Problem requirements. Copy everything from the start of the material below down through the line that contains "man in black", substituting "central" for "innermost" and changing nothing else. Leave the pictures out of your answer.

-- Begin Provided data --

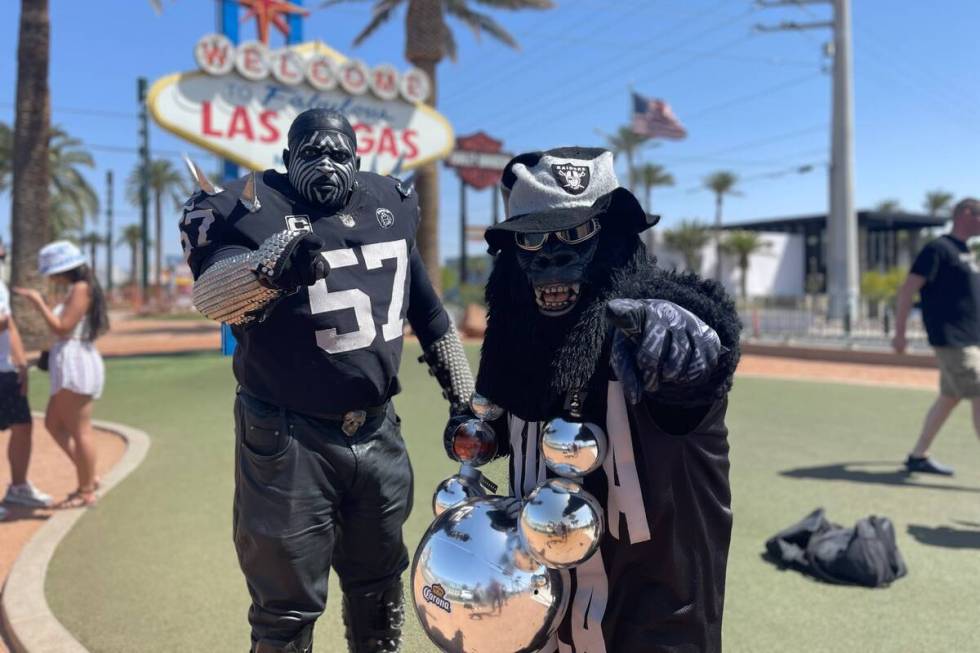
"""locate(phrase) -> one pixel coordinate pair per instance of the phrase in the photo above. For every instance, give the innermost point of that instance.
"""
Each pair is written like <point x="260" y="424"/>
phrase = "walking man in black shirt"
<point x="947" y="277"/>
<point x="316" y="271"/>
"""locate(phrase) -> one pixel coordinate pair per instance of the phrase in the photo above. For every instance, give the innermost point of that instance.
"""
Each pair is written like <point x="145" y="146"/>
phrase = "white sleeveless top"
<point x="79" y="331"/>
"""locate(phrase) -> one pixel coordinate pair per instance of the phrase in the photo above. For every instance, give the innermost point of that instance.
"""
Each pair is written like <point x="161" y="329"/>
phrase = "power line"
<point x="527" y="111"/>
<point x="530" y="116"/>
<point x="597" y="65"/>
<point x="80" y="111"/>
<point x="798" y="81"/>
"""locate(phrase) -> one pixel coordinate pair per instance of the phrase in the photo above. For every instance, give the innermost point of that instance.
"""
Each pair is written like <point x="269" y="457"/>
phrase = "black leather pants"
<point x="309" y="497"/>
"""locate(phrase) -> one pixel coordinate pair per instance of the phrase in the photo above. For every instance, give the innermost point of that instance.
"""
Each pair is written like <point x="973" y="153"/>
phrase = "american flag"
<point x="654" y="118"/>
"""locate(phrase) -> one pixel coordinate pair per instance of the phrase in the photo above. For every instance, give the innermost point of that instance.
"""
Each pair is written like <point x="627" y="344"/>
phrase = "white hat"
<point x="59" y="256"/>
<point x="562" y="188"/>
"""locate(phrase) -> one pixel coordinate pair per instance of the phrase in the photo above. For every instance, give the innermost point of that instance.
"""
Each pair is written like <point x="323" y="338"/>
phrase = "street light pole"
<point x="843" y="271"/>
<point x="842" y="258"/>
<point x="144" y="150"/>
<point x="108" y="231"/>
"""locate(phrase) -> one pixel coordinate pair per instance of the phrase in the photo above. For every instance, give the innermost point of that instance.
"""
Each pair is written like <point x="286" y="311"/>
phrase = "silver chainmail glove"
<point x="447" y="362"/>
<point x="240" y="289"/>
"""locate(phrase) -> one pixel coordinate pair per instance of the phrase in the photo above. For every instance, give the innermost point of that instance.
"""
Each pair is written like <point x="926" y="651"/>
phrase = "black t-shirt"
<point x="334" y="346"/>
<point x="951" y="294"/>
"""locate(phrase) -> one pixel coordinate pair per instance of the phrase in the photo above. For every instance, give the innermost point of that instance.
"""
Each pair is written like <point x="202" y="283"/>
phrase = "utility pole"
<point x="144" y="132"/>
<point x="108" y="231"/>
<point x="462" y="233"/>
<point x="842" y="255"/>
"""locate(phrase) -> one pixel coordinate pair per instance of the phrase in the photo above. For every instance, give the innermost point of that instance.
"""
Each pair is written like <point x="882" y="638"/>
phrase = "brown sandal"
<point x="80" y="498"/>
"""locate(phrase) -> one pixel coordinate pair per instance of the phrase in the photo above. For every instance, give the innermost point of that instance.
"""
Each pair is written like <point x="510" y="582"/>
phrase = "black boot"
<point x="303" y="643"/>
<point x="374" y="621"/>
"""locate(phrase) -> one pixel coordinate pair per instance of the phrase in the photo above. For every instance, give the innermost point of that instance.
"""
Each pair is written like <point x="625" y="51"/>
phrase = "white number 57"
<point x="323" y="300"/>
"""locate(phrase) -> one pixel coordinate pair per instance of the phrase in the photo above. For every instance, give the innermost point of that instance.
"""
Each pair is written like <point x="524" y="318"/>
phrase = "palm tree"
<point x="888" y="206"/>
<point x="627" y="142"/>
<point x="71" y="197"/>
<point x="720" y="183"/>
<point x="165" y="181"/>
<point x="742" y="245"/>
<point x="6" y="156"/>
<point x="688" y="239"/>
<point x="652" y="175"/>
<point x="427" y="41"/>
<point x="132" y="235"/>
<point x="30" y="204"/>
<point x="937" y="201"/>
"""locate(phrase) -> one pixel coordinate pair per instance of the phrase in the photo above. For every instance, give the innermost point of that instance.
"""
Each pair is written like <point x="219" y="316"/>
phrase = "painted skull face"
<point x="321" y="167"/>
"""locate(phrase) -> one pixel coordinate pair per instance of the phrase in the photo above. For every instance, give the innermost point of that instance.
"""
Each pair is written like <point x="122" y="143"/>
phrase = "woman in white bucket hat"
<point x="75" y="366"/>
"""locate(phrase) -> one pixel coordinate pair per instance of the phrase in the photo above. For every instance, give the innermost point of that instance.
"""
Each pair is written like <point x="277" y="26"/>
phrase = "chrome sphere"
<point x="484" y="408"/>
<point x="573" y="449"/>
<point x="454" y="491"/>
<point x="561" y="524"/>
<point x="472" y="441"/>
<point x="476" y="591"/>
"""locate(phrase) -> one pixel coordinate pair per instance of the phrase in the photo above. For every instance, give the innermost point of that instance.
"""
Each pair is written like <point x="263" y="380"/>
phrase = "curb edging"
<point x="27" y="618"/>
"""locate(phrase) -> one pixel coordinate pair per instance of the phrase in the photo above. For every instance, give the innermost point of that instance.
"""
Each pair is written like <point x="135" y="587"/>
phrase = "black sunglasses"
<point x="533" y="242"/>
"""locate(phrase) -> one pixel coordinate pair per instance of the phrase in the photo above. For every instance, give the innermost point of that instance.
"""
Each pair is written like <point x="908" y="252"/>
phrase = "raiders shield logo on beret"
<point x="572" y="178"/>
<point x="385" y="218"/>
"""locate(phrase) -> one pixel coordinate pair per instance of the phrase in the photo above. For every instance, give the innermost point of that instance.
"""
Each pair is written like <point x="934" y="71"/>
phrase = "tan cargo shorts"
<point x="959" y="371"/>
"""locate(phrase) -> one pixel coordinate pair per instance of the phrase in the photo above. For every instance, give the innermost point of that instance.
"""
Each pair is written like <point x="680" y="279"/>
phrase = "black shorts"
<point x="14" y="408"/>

-- End Provided data --

Exercise response.
"""locate(phrase) -> one pixel coordinate pair per instance of the phrase in the photo above. For every instance, give the central point of that instance.
"""
Each pair is written like <point x="260" y="424"/>
phrase = "walking man in black shirt"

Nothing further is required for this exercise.